§ WORKING DATA:
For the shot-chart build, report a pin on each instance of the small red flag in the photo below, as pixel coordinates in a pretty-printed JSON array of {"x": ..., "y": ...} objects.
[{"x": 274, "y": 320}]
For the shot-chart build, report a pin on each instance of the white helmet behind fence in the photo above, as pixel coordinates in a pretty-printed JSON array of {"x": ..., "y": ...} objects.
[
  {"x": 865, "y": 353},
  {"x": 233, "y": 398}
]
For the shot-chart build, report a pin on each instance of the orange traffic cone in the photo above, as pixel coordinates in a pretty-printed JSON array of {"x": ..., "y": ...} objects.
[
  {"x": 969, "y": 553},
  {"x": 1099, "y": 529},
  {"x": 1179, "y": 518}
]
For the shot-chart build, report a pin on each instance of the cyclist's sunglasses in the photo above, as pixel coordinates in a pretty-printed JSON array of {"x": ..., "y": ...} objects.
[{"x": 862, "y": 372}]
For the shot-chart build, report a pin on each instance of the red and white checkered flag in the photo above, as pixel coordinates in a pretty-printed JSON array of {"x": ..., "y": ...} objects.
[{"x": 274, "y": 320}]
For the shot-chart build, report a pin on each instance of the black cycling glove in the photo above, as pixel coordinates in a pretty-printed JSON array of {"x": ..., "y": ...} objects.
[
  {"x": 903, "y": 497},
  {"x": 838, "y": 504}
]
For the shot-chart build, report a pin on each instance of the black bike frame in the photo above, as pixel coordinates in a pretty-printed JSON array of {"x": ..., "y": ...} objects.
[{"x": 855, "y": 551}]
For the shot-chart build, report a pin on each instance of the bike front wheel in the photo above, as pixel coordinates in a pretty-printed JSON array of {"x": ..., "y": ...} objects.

§ REQUIREMENT:
Rescale the part of the items above that opens with the line containing "of the orange" and runs through the end of the items, repeating every line, requests included. Multiply each x and y coordinate in the answers by 0.55 and round to a whole number, with halves rounding up, and return only that part.

§ WORKED ANSWER:
For the shot-chart build, report a pin on each instance of the orange traffic cone in the photo above, as pixel coordinates in a pretty-printed JSON array of {"x": ..., "y": ...} objects.
[
  {"x": 533, "y": 304},
  {"x": 604, "y": 291},
  {"x": 648, "y": 285}
]
For the shot-chart build, report a pin on each instance of the cyclist's sunglasses in the photo above, as pixel coordinates in a pretty-printed JSON array of {"x": ..., "y": ...} objects.
[{"x": 474, "y": 205}]
For the shot-chart build, report a pin on each instance of the red and white checkered flag in the photo above, as pixel coordinates in a pretty-printed JSON array of {"x": ..., "y": ...} objects.
[{"x": 151, "y": 176}]
For the shot-chart build, report a pin on each instance of the black cycling glove in the photo above, as pixel coordinates in a pretty-printed JSON array of {"x": ..., "y": ...} objects.
[
  {"x": 497, "y": 273},
  {"x": 461, "y": 277}
]
For the shot-chart build, report a pin on each instance of the black bike frame in the photo above, as pixel coordinates in a pretty-printed JSON array of {"x": ..., "y": ...} objects.
[{"x": 470, "y": 303}]
For the shot-chart build, report a pin on each instance of the bike front wheel in the photo above, as pixel coordinates in a pretty-printed JSON array of {"x": ..., "y": ...} objects.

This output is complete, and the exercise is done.